Although the zinc price is still trading close to $1.5 per pound, a level most zinc companies would have signed up for just two years ago, the market just doesn’t seem to care at all about base metals. And the lack of interest doesn’t just remain limited to exploration stories like District Metals. Even producers can’t just catch a bid which seems to point towards a general disinterest towards base metals.
And that’s surprising. Unlike precious metals, base metals are used in our daily lives. And while recession and/or economic crisis will indeed weigh on the demand for base metals, history has shown us a demand slowdown is per definition temporary: after every downcycle, there generally is an upcycle. And if no one invests in new (zinc) mines, then where will the supply come from a decade from now?
So the apathy when it comes to base metals is not just related to District Metals. But as District is a non-revenue company, it is at the mercy of the financial markets to raise the capital needed to continue its exploration efforts.
Two holes were released: one good hole and one bad hole
One hole was drilled almost 700 meters to the northeast from the historic Tomtebo mine at a virgin target to drill-test a magnetic high anomaly. Unfortunately, this hole came up empty and the company’s technical team is now analyzing the data to see if the results warrant additional follow-up holes.

* _Dataset excerpt_
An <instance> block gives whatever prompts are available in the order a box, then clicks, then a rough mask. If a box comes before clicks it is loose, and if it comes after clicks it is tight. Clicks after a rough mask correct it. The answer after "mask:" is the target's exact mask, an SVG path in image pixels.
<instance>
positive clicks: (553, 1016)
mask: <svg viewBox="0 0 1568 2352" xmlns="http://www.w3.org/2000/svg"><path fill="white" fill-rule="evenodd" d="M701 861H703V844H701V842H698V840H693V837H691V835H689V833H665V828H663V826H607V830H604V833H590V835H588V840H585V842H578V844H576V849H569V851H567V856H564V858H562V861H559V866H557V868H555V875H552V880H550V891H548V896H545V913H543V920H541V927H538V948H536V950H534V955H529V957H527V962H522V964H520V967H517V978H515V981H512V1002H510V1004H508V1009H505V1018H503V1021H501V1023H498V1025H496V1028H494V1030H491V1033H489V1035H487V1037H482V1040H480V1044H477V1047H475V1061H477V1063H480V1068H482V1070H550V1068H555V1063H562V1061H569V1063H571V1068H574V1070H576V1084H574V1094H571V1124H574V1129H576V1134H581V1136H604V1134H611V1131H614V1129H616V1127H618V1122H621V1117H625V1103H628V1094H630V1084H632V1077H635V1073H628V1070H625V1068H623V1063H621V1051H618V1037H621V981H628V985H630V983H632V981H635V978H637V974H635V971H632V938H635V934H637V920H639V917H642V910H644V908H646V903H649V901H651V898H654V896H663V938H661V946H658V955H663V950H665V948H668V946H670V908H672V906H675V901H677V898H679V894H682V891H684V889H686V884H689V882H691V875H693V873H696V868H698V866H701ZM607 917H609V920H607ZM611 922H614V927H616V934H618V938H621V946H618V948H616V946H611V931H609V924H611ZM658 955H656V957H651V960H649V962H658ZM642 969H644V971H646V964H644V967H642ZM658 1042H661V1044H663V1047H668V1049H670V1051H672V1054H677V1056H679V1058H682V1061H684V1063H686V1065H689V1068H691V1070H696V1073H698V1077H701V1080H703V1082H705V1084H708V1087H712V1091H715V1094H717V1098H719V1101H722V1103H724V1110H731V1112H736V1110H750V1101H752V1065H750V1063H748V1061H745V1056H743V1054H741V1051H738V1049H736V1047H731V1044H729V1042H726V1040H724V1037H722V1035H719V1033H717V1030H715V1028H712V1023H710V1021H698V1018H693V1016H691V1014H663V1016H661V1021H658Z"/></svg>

* _Required actions_
1: In the piece on zinc and base metals, condense the paragraph that begins "And that's surprising" into a short bulleted list that keeps its main points.
2: Write a continuation of the piece on zinc and base metals, starting right after its last sentence.

* _Answers for the tasks_
1:
- The lack of interest in base metals is surprising.
- Unlike precious metals, base metals are used in daily life.
- A recession or economic crisis would cut demand, but history shows such slowdowns are temporary and are usually followed by an upcycle.
- If no one invests in new zinc mines, it is unclear where supply will come from a decade from now.

2:
The second hole was much better. Hole 38 was drilled at a known mineralized zone and about 40 meters down plunge from hole 25 which was drilled in 2021 and intersected 14.3 meters of 14.15% zinc-equivalent. Hole 38 was excellent as it encountered three distinct mineralized zones and it did what it was supposed to do: confirm a relatively wide and high-grade area of mineralization below the previous high-grade intervals.
While the 25.5 meters at 8.24% Zinc-Equivalent is excellent, let’s keep in mind the drill bit intersected two other interesting areas of mineralization along the way. An interval of 9 meters containing 3.36% zinc-equivalent is interesting, and this was followed up by 5.2 meters containing 3.59% zinc-equivalent before hitting the broader 25.5 meter interval.
The general takeaway is that this appears to be a positive target. While hole 037B didn’t yield any results, it is far more important to see District was effectively able to confirm the high-grade mineralization at depth at the Steffenburgs zone. The extremely high-grade gold (and silver!) result over a very narrow 40 centimeter interval was pretty interesting to see, and rest assured, this narrow interval did not skew the average grade in the wider interval as the gold grade was capped at 10 g/t for the calculation of zinc-equivalent grades.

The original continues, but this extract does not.